The task — Transcribe all records below exactly, without images.

The records —
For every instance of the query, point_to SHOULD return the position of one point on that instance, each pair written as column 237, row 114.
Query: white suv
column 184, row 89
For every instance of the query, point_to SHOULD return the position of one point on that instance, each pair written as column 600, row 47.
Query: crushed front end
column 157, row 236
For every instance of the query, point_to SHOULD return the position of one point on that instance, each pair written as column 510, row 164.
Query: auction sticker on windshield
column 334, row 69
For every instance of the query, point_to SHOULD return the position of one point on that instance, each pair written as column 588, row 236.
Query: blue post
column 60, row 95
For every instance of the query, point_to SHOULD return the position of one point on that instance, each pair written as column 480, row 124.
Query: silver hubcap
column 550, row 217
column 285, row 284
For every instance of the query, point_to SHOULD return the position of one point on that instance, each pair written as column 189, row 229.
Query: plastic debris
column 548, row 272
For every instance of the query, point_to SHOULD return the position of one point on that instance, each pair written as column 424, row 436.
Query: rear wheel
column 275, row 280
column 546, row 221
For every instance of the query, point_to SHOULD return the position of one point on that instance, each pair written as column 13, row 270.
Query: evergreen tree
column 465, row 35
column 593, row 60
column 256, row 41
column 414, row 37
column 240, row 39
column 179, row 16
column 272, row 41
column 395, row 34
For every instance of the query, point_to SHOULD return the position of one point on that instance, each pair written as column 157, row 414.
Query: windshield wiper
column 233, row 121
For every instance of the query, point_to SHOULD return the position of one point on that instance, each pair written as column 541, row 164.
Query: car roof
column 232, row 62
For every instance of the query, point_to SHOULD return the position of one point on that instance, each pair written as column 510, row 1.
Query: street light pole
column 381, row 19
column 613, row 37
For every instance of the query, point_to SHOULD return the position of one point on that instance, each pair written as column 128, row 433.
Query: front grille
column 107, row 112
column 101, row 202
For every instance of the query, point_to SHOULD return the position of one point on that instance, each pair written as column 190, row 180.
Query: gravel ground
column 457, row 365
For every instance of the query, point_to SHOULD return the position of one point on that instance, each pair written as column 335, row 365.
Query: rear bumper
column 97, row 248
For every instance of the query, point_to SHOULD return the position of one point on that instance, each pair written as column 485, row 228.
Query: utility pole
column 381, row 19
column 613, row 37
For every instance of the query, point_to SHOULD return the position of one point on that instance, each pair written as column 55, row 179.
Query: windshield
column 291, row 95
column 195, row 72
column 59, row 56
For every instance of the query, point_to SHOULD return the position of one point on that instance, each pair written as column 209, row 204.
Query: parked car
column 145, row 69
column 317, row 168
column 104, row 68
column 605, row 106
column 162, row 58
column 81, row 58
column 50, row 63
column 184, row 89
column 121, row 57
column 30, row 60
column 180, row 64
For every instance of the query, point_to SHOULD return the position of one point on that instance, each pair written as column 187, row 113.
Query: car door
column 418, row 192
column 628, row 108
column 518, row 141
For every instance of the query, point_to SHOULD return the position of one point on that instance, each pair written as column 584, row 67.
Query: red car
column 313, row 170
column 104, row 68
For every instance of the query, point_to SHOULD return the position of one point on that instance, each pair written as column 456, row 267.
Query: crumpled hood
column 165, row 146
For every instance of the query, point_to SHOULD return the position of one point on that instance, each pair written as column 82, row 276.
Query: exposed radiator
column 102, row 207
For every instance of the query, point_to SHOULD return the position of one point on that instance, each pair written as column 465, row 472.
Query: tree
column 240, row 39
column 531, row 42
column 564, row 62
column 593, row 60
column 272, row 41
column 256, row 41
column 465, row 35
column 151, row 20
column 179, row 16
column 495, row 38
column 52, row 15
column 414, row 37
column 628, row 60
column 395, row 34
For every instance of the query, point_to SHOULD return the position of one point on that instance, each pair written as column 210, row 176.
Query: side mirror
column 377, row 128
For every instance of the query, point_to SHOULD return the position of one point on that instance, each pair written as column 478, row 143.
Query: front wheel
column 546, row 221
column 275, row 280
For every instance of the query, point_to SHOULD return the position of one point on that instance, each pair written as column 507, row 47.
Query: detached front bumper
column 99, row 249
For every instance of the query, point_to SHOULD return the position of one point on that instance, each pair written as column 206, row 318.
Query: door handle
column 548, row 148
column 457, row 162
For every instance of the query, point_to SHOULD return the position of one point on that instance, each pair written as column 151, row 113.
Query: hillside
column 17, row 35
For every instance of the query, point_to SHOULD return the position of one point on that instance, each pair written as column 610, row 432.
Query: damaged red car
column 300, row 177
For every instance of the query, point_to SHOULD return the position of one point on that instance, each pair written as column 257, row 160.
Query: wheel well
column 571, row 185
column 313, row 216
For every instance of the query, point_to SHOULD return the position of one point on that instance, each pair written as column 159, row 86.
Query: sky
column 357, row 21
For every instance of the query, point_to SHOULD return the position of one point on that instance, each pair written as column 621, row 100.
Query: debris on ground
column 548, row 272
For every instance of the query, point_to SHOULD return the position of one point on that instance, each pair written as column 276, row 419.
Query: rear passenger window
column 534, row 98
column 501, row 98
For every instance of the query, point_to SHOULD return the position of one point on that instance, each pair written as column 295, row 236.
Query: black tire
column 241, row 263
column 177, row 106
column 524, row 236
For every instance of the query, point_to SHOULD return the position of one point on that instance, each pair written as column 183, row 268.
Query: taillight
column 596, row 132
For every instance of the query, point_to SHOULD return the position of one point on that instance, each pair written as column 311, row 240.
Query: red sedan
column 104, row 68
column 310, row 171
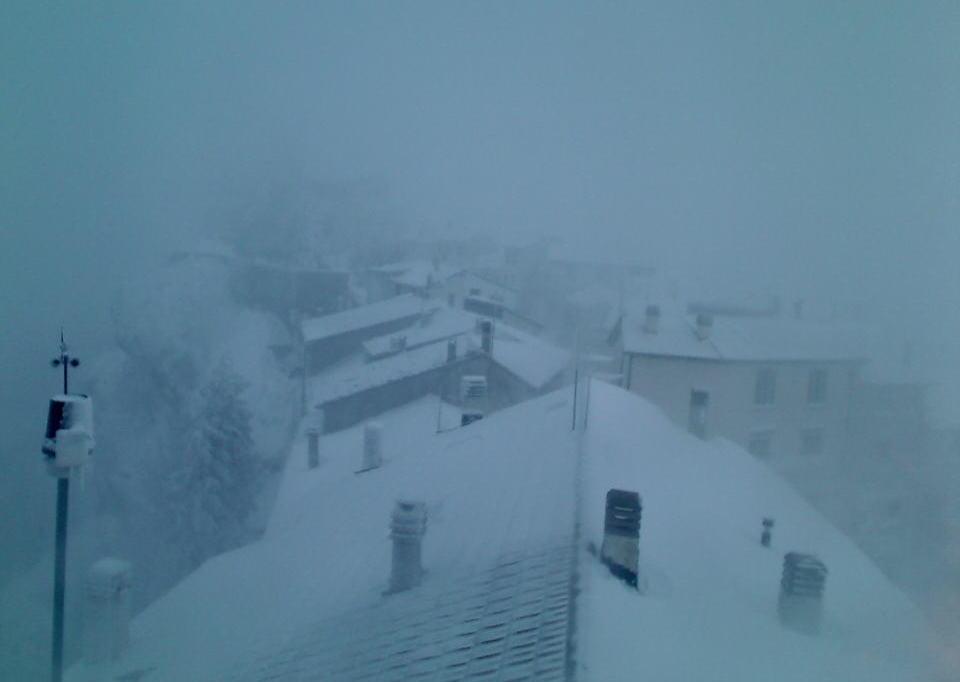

Response to the exercise —
For every instance of the query, point_to SHOULD return the position of one point on that instance, each pair written as column 237, row 114.
Query: white suv
column 184, row 89
For every instance of the query, point_to SHOULD return the position of one point on that instance, each pair written as column 600, row 47.
Query: crushed front end
column 157, row 236
For every instance of the query, point_to SHOULD return the position of one point on that instance, each pair written as column 510, row 164.
Query: auction sticker on windshield
column 334, row 69
For every instance of the query, point_to SHOULD return the position of one point on that instance, each pair written as column 588, row 236.
Query: blue post
column 60, row 95
For every instance of the query, point_to SHOULD return the position of one point on that instance, each pair written as column 480, row 124.
Query: silver hubcap
column 550, row 217
column 285, row 284
For every instance of the query, point_to SHOULD return the position of one point on that instance, each pair written as column 189, row 229.
Query: plastic debris
column 548, row 272
For every instance of the query, point_to SHOULD return the position of one point on that instance, each pair written as column 424, row 436.
Query: rear wheel
column 275, row 280
column 546, row 221
For every instance of the query, point_to SHOULD return the position of one point on that instance, each pair written as column 13, row 270.
Query: evergreen tree
column 465, row 35
column 593, row 60
column 256, row 41
column 414, row 37
column 240, row 39
column 179, row 16
column 272, row 41
column 395, row 34
For every instance of the query, point_to SHOULD return the position of one point on that instance, each pair written as column 157, row 414.
Query: windshield wiper
column 233, row 121
For every instance of the query, point_to SHOULD return the position of one point on that instance, each pair written as column 541, row 164.
Query: car roof
column 232, row 62
For every instance of the query, point_to SHOULD return the position of one point on that instance, each pair written as column 510, row 1.
Query: street light pole
column 381, row 19
column 613, row 37
For every instance of the query, point_to SHOULD return the position of one point on that instance, each pair written as column 128, row 433.
Query: front grille
column 107, row 112
column 101, row 202
For every instance of the query, point_to SHOULD return the position of one point on that instance, each pair written as column 190, row 180.
Query: gravel ground
column 457, row 365
For every instance of the query, point_to SHOULD return the position of one point on that instance, each pair written as column 335, row 365.
Query: rear bumper
column 97, row 248
For every instance of the query, point_to SHOULD return the position of one point on that instance, each pair written as column 485, row 228.
Query: utility pole
column 381, row 19
column 613, row 37
For every instance of the query, point_to SHOULD return the position of one point on that instance, each pair written as column 55, row 179.
Query: windshield
column 291, row 95
column 195, row 72
column 59, row 56
For every instance of the query, point_to SHOULD return the position of one point on that instance, each pair written as column 209, row 204.
Query: parked car
column 145, row 69
column 317, row 168
column 104, row 68
column 605, row 106
column 162, row 58
column 81, row 58
column 50, row 63
column 184, row 89
column 121, row 57
column 30, row 60
column 180, row 64
For every instance of the query, point_to SHOULD return the position of one point on that instance, each pair written as column 187, row 113.
Query: car door
column 418, row 192
column 628, row 108
column 518, row 141
For every instance of the query, point_to SHOULD return the position of one point on that instance, each pair written as column 584, row 67.
Query: red car
column 313, row 170
column 104, row 68
For every instance of the query, point_to SHOULD return the position of one point on that instance, each pair written as column 456, row 267.
Query: crumpled hood
column 165, row 146
For every instance of the query, point_to SHOULD return the position of one point on that instance, each pair written as column 82, row 276.
Query: exposed radiator
column 102, row 207
For every instance of the query, point_to SHOULD return the position of one point on that instance, each pair written as column 465, row 472.
Query: tree
column 240, row 39
column 531, row 42
column 564, row 62
column 593, row 60
column 272, row 41
column 256, row 41
column 465, row 35
column 151, row 20
column 179, row 16
column 495, row 38
column 52, row 15
column 414, row 37
column 628, row 60
column 395, row 34
For every instance of the query, point_to SHOULD return the position of one point on that instance, each pair written as column 210, row 176.
Query: side mirror
column 377, row 128
For every instance of the query, point_to SHOULD return the position of one point on that instance, each pair written as column 478, row 143.
Query: front wheel
column 546, row 221
column 275, row 280
For every instance of the query, point_to SHOULD return the position of one point on that instance, each pair written as column 507, row 47.
Query: detached front bumper
column 99, row 249
For every instance of the query, point_to SHOULD return the position of one point on that instance, each pair written as column 206, row 318.
Query: door handle
column 548, row 148
column 457, row 162
For every instance of the query, point_to SHOULD return the position of one point on that instance, each pair written as column 151, row 113.
Query: hillside
column 17, row 35
For every instance of the query, point_to SHOULD return the position of one point on that instance, each pair written as column 610, row 432.
Query: damaged red car
column 300, row 177
For every instance of the query, point_to SHOULD return the position of one point on that instance, each pair written as column 257, row 160.
Query: wheel well
column 571, row 185
column 313, row 216
For every instance of the query, point_to SHOULD return the position of one point on that instance, each pair written as column 159, row 86.
Query: sky
column 357, row 21
For every instance of the query, point_to SHOULD return the position of one point on that instance, each pair written as column 621, row 100.
Query: debris on ground
column 548, row 272
For every instance of the query, point_to SHOULD return the position of one point on that instance, each pair written as column 276, row 419.
Query: rear passenger window
column 534, row 98
column 501, row 98
For every instance of the query, point_to SHOULD return the position of one point on that instance, each pair written as column 295, row 236.
Query: black tire
column 241, row 263
column 177, row 106
column 524, row 236
For every instance of the query, point_to SHOULD return the position of one point on that instance, each pair written as column 183, row 268.
Query: taillight
column 596, row 132
For every instance of the query, point_to SHOULD return the position of one point on that instance, each pair written as column 311, row 240.
Query: red sedan
column 104, row 68
column 310, row 171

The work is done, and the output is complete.